## WORK TO DO
Return all the data, word for word.

## RECORD SET
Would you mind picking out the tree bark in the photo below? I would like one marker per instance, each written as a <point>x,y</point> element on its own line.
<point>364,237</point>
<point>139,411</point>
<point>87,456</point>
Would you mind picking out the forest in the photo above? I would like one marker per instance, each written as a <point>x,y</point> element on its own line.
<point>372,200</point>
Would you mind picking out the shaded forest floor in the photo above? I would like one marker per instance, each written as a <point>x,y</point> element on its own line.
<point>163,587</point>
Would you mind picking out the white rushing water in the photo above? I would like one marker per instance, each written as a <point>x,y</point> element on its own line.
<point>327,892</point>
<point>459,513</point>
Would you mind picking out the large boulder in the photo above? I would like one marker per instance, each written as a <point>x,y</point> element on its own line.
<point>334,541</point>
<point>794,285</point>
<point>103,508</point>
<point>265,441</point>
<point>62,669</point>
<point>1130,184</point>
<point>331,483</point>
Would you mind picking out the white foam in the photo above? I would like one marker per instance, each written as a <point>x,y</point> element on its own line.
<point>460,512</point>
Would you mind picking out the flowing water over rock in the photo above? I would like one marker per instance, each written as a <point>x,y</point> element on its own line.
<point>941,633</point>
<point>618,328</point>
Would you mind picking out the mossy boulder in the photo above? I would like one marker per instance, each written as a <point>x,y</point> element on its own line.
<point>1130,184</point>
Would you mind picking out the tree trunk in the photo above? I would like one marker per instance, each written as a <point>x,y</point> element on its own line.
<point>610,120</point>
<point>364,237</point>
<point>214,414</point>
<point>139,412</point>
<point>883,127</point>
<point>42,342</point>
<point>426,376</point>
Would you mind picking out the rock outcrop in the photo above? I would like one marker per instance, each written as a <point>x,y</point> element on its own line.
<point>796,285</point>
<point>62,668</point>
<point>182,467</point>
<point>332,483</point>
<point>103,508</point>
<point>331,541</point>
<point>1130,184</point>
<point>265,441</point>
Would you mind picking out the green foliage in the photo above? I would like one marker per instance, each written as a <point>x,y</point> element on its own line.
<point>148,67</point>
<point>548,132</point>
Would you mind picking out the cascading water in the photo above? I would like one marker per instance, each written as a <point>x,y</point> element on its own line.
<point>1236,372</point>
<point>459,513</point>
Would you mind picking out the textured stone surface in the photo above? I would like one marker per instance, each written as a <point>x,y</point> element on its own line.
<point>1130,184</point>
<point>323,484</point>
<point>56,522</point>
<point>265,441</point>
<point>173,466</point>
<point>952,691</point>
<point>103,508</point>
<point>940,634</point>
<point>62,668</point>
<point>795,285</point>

## RESPONSE
Would you mind picking out the tree bark in the photo below? I would like one marker per instance, each written as a <point>x,y</point> element on its own line.
<point>364,237</point>
<point>139,411</point>
<point>87,456</point>
Would you mind picking out the forest in the photo above? I would like one marker per instance, each written as a <point>x,y</point> element on its own line.
<point>372,200</point>
Would you mind picking out the shaded forest floor in the photo above? I would like one marker per instance, each written as a <point>x,y</point> element on its own line.
<point>163,587</point>
Would you mind picking out the white rushing water in the photo above? I would like one marker per instance, each written as a <point>x,y</point> element on its own line.
<point>327,892</point>
<point>459,513</point>
Would you mind picking out the large boulder in the photo above? I would like one marker per instance, each written as a <point>x,y</point> element on its own line.
<point>334,541</point>
<point>794,285</point>
<point>103,508</point>
<point>265,441</point>
<point>62,669</point>
<point>1130,184</point>
<point>331,483</point>
Would you mind picking out the white foam in the photo above? I would like one marker per instance, each written as a <point>x,y</point> element on its own line.
<point>460,512</point>
Would you mind picking out the flowing water over rock in the photo above? I would like one marker per instance, each written as a <point>x,y</point> element on its own line.
<point>941,633</point>
<point>618,328</point>
Would you mind picking out the mossy boulder in the photo above? I would like one marker per instance, each written as a <point>x,y</point> element on its own line.
<point>1130,184</point>
Would you mind picking out the tree trunk in the photo above? I would like one marker per instance, each written as a <point>x,y</point> element on its own line.
<point>610,120</point>
<point>364,237</point>
<point>214,414</point>
<point>139,412</point>
<point>883,127</point>
<point>42,342</point>
<point>426,376</point>
Would you mind picking out the rock outcrop in the photo above? I would like one marker per instance, each written as a <point>x,y</point> element on its own line.
<point>796,285</point>
<point>62,668</point>
<point>182,467</point>
<point>332,483</point>
<point>103,508</point>
<point>331,541</point>
<point>1130,184</point>
<point>265,441</point>
Would you mind picking out the green foliage in the photo above? I would like one marker per instance, each written as a <point>x,y</point> element on its own line.
<point>148,67</point>
<point>548,132</point>
Would you mind picking out the cascading water in the photo above? I would like one marker per instance, each written as a <point>x,y</point> element on its own line.
<point>1236,372</point>
<point>459,513</point>
Would you mind picking out the textured stone surface in the photo above? I would like one marker per instance, each written as a <point>x,y</point> element on its own line.
<point>1130,184</point>
<point>323,484</point>
<point>56,522</point>
<point>265,441</point>
<point>173,466</point>
<point>952,691</point>
<point>103,508</point>
<point>940,634</point>
<point>62,668</point>
<point>795,285</point>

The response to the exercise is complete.